Text for analysis Start Marker

### In Defense of Unification (Comments on West and Koch’s review of *Causality*)

A new review of my book *Causality* (Pearl, 2009) has appeared in the Journal of Structural Equation Modeling (SEM), authored by Stephen West and Tobias Koch (W-K). See http://bayes.cs.ucla.edu/BOOK-2K/west-koch-review2014.pdf

I find the main body of the review quite informative, and I thank the reviewers for taking the time to give SEM readers an accurate summary of each chapter, as well as a lucid description of the key ideas that tie the chapters together. However, when it comes to accepting the logical conclusions of the book, the reviewers seem reluctant, and tend to cling to traditions that lack the language, tools and unifying perspective to benefit from the chapters reviewed.

The reluctance culminates in the following paragraph:

“We value Pearl’s framework and his efforts to show that other frameworks can be translated into his approach. Nevertheless we believe that there is much to be gained by also considering the other major approaches to causal inference.”

W-K seem to value my “efforts” toward unification, but not the unification itself, and we are not told whether they doubt the validity of the unification, or whether they doubt its merits.

Text for analysis End Marker

Actions to take
1 - According to the comments on the review of *Causality*, in which journal did the review appear?
2 - Write out the comments on the *Causality* review from "### In Defense" to "the chapters reviewed.", swapping each "reviewers" for "authors".

Recorded information Start Marker

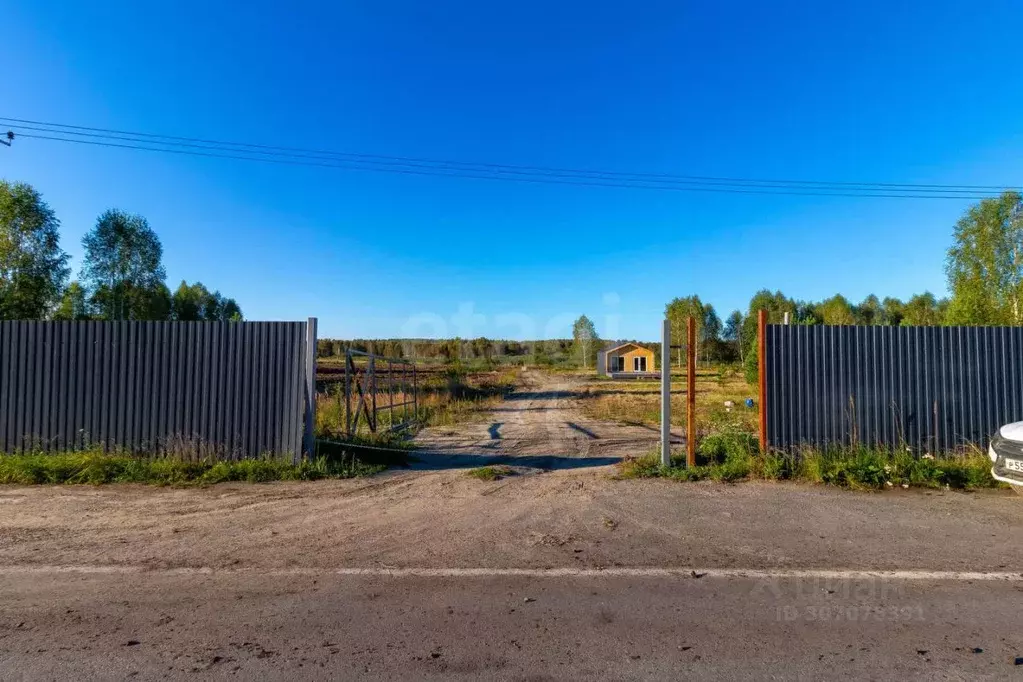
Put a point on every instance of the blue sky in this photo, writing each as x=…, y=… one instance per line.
x=874, y=91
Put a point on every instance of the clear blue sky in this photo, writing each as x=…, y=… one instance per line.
x=879, y=91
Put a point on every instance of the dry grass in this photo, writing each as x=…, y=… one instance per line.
x=454, y=397
x=639, y=401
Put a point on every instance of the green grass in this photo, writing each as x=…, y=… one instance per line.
x=732, y=455
x=490, y=472
x=95, y=467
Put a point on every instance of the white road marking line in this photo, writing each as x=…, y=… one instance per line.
x=385, y=572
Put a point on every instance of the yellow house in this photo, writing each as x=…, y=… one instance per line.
x=625, y=360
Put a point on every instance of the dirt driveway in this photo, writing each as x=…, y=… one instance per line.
x=539, y=426
x=563, y=574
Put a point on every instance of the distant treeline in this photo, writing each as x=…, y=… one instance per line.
x=548, y=351
x=122, y=276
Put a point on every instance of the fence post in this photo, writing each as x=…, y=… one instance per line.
x=762, y=375
x=309, y=439
x=691, y=392
x=665, y=394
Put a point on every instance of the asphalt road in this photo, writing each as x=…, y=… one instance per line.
x=560, y=573
x=165, y=625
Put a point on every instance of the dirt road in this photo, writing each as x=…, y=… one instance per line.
x=564, y=574
x=540, y=426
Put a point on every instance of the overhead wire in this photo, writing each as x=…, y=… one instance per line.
x=425, y=167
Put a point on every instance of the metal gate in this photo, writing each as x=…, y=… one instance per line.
x=375, y=387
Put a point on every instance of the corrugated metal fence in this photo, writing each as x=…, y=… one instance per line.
x=933, y=389
x=225, y=390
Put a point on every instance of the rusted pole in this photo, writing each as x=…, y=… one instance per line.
x=666, y=394
x=691, y=393
x=762, y=373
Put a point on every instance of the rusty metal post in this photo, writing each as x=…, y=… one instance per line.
x=762, y=375
x=665, y=394
x=309, y=437
x=691, y=392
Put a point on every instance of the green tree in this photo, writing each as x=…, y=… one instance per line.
x=776, y=305
x=734, y=332
x=123, y=268
x=870, y=311
x=837, y=310
x=196, y=303
x=893, y=311
x=74, y=304
x=923, y=309
x=186, y=304
x=984, y=264
x=677, y=312
x=584, y=338
x=33, y=267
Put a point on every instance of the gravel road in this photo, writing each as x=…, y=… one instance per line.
x=539, y=426
x=562, y=574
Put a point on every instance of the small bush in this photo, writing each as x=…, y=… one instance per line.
x=490, y=472
x=730, y=456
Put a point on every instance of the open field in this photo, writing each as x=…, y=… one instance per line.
x=639, y=401
x=510, y=549
x=445, y=398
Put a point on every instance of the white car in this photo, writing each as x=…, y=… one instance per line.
x=1006, y=452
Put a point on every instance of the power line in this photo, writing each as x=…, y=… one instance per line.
x=546, y=180
x=468, y=165
x=413, y=166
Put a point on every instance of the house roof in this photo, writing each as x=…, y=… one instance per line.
x=618, y=348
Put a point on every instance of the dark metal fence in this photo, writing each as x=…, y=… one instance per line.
x=932, y=389
x=379, y=384
x=226, y=390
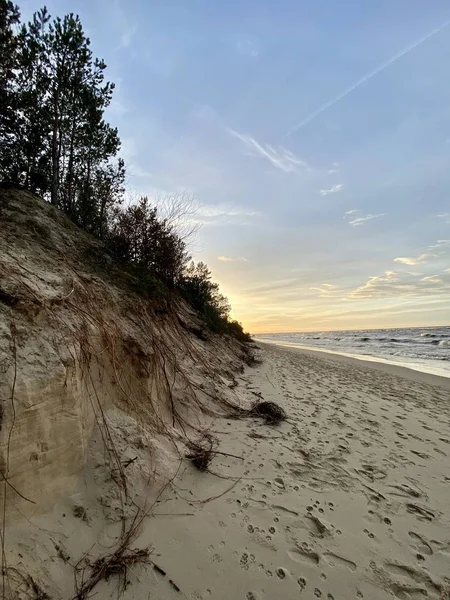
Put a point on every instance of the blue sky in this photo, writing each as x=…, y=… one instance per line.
x=315, y=136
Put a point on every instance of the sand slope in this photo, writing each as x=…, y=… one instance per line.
x=349, y=499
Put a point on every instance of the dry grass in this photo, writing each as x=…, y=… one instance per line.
x=201, y=453
x=116, y=564
x=270, y=412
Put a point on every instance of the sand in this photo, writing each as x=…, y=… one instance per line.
x=348, y=499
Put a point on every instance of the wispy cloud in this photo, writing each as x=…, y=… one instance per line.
x=334, y=189
x=357, y=217
x=280, y=158
x=326, y=289
x=231, y=259
x=365, y=78
x=400, y=285
x=224, y=214
x=411, y=260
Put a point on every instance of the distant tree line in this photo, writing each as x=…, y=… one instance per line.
x=55, y=141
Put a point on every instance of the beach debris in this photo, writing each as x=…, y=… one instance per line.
x=271, y=412
x=117, y=563
x=201, y=453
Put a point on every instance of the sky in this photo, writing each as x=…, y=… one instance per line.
x=315, y=137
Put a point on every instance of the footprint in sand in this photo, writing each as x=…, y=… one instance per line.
x=340, y=561
x=422, y=545
x=304, y=555
x=421, y=513
x=301, y=582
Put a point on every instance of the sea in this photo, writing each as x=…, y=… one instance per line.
x=425, y=349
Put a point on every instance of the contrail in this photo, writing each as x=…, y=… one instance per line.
x=366, y=77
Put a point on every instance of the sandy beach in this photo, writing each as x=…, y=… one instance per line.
x=347, y=499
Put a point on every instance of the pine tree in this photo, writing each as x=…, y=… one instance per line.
x=9, y=18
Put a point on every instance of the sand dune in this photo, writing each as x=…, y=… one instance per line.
x=348, y=499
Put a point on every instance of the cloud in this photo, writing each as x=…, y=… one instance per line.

Recorded information End Marker

Numbered answers
1 - The Journal of Structural Equation Modeling (SEM).

2 -
### In Defense of Unification (Comments on West and Koch’s review of *Causality*)

A new review of my book *Causality* (Pearl, 2009) has appeared in the Journal of Structural Equation Modeling (SEM), authored by Stephen West and Tobias Koch (W-K). See http://bayes.cs.ucla.edu/BOOK-2K/west-koch-review2014.pdf

I find the main body of the review quite informative, and I thank the authors for taking the time to give SEM readers an accurate summary of each chapter, as well as a lucid description of the key ideas that tie the chapters together. However, when it comes to accepting the logical conclusions of the book, the authors seem reluctant, and tend to cling to traditions that lack the language, tools and unifying perspective to benefit from the chapters reviewed.